## GIVEN RECORDS
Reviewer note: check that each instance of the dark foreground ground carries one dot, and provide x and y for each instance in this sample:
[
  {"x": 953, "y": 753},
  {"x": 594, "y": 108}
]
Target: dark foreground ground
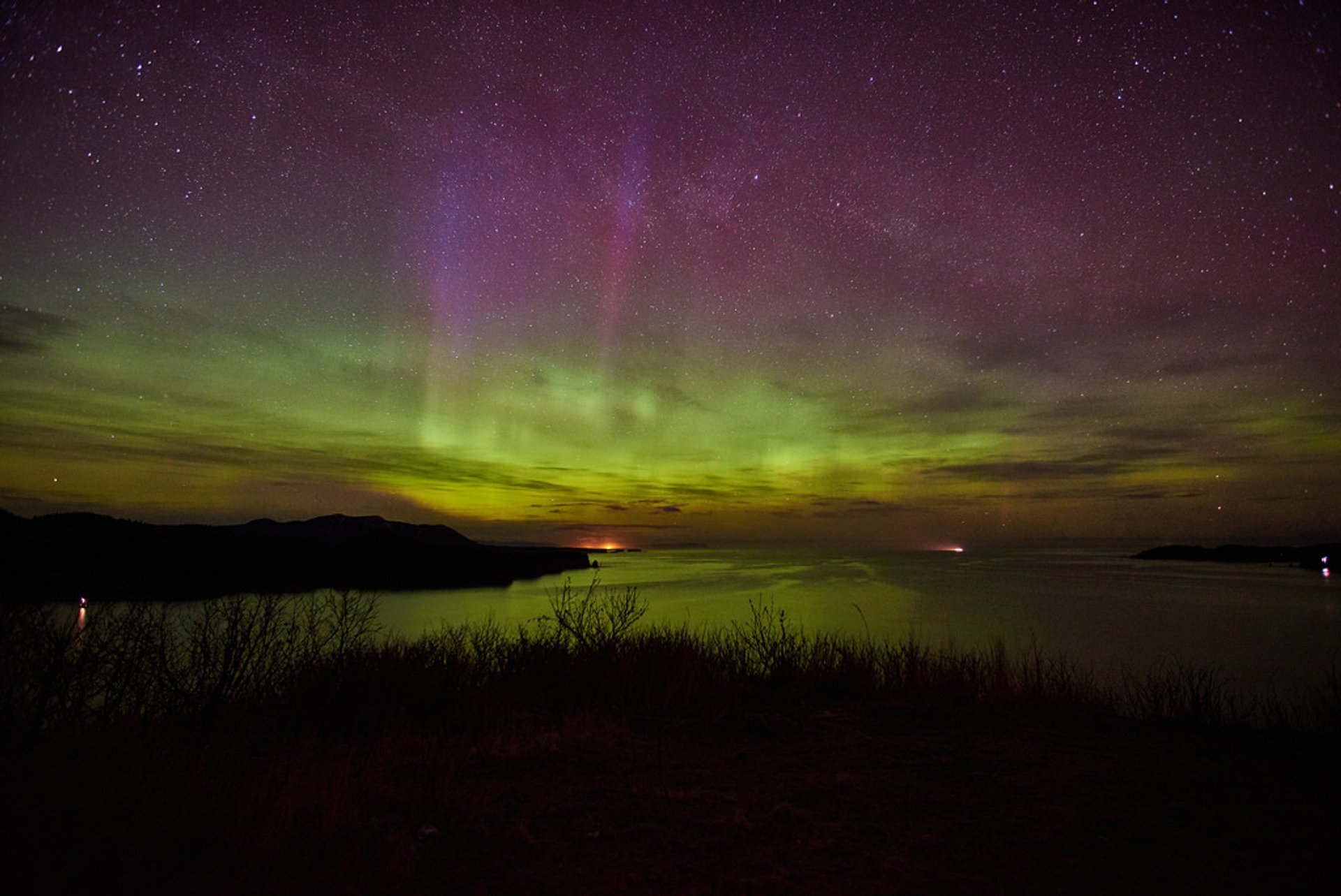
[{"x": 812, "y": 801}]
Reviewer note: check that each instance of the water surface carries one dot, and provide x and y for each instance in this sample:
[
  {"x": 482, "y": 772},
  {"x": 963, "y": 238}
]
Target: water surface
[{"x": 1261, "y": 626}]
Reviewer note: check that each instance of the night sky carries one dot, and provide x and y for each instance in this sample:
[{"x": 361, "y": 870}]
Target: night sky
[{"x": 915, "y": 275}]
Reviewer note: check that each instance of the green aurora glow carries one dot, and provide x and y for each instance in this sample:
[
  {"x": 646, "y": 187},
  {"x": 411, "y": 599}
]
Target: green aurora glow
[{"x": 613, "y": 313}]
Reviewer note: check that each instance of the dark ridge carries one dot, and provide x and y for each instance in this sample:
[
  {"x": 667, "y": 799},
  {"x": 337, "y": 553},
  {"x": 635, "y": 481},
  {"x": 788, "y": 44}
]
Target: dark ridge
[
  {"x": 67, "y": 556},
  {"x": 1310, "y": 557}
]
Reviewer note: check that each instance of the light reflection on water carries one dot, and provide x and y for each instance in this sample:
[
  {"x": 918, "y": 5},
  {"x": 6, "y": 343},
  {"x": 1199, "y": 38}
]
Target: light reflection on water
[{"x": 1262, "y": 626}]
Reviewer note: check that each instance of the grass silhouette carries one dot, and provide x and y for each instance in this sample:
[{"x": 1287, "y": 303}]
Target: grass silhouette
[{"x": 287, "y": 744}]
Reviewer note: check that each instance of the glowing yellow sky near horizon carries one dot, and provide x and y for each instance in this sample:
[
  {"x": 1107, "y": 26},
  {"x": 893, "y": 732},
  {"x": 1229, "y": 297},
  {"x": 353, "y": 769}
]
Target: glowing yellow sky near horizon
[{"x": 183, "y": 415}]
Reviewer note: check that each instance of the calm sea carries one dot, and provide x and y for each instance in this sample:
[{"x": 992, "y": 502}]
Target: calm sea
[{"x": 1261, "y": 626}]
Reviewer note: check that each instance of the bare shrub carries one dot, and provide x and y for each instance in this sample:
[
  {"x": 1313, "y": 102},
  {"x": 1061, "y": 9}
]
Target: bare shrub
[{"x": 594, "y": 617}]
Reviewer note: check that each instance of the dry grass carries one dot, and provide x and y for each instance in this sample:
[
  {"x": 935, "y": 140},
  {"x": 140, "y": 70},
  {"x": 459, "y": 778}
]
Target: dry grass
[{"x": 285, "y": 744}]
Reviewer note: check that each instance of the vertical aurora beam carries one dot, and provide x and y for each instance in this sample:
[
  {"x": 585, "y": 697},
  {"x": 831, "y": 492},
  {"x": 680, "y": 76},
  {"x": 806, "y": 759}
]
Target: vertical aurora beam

## WHAT IS REQUIRED
Search the entries above for lines containing the word "beam", and copy each one.

## ANSWER TO THE PROBLEM
Reviewer note: check that each instance of the vertical aurora beam carries one dot, and provide x and y for each instance in this sample:
Target: vertical aurora beam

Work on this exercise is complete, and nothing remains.